How Long Can Workers Tread Water?
By EDUARDO PORTER
James Barnes, a $350-a-week guard at an office building on Madison Avenue in Midtown Manhattan, has not had a raise in years. But his income just jumped sharply: Three months ago, he took on a newspaper delivery route from 3 a.m. to 7 a.m., which pulls in an extra $235 a week.

Mr. Barnes fits snugly into the pattern of America's current economic expansion. The wages of typical workers are treading water, growing roughly at the same rate that inflation eats into their buying power. Last week, the Labor Department reported that average wages for production and nonsupervisory workers in the private sector, about 75 percent of the labor force, reached $16.06 an hour in June, just 2.7 percent above the level a year ago.

Yet in terms of the aggregate effect on the total economy, that statistic does not seem to matter much. Workers' wages may be barely keeping up, but Americans' average incomes are growing briskly - in part, because of growth in the overall number of jobs, including Mr. Barnes's extra one. But it also reflects other forms of income, flowing mostly to the more affluent, which are fueling the consumer spending that has provided a crucial pillar of support for economic growth over the last three years.

"You have a lower half of the wage distribution in the United States that has not experienced any income gains for a long time now," said Barry P. Bosworth, an economist at the liberal-leaning Brookings Institution. "But from a macro perspective this doesn't have much impact."

Even as the average worker's wages are stuck in neutral, corporate profits, professionals' incomes, gains from investments and executive compensation - the kind that frequently comes in the form of stock options - are all surging, supporting healthy gains in the economy.

"Profit has roughly doubled in the last year on revenue growth of about 40 percent," said Alex Mann, co-owner of Clicktime.com, a company in San Francisco that sells time-sheet applications over the Internet. "The top-line growth was very satisfying. There's been very strong growth in the amount left for compensation of the owners and for profits."

To be sure, income growth has slowed from its torrid pace - year-on-year growth of real disposable income decelerated to 3.7 percent in the first quarter of 2005, from 4.7 percent in the fourth quarter of 2004, which enjoyed a jolt from Microsoft's $3 billion dividend payout.

### GIVEN PROBLEM A
In the wages article, how much extra does James Barnes earn each week from his newspaper delivery route?
### GIVEN PROBLEM B
Please write the next few paragraphs of the wages article, picking up after its last sentence.
The lines after the wages article have no connection to it.

### DATA SECTION
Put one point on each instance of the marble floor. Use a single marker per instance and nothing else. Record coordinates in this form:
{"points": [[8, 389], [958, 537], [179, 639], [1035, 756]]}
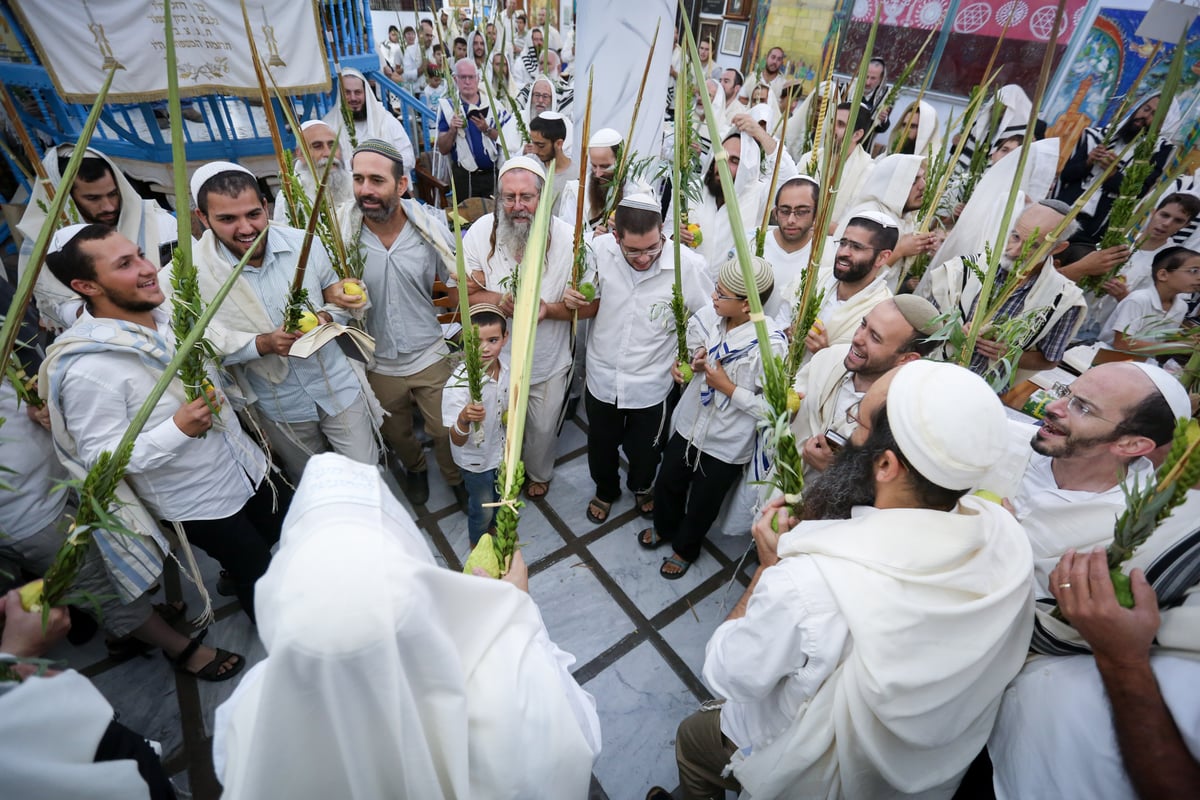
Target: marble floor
{"points": [[639, 639]]}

### EXPECTED ANSWER A
$235 a week.

### EXPECTED ANSWER B
But that is still plenty strong enough to support substantial output growth, which is expected to advance about 3.5 percent this year, after accounting for inflation. The income gains have been powerful enough to overcome the headwind of surging oil prices, which have pushed gasoline to over $2.25 a gallon.

Surging incomes are also helping the federal government reduce the budget deficit. Federal tax receipts in the first nine months of the current fiscal year, which began last October, reached $1.6 trillion, 15 percent more than in the fiscal 2004 period.

And there are scant signs that spending is on the wane. Mr. Mann just bought an iPod. With the prospect of more take-home pay, even Mr. Barnes joined the shopping crowds, spending his income-tax refund on a secondhand Dodge Caravan minivan. "It's good because I enjoy it," Mr. Barnes said, "but I need it for my second job."

Last month, retailers recorded the most robust sales increases in more than a year. Wal-Mart Stores reported that sales grew 4.5 percent at stores open at least a year, the fastest in 13 months; over all, its sales were up 11 percent. Moving to the upscale end, sales at Neiman Marcus increased more than 9 percent.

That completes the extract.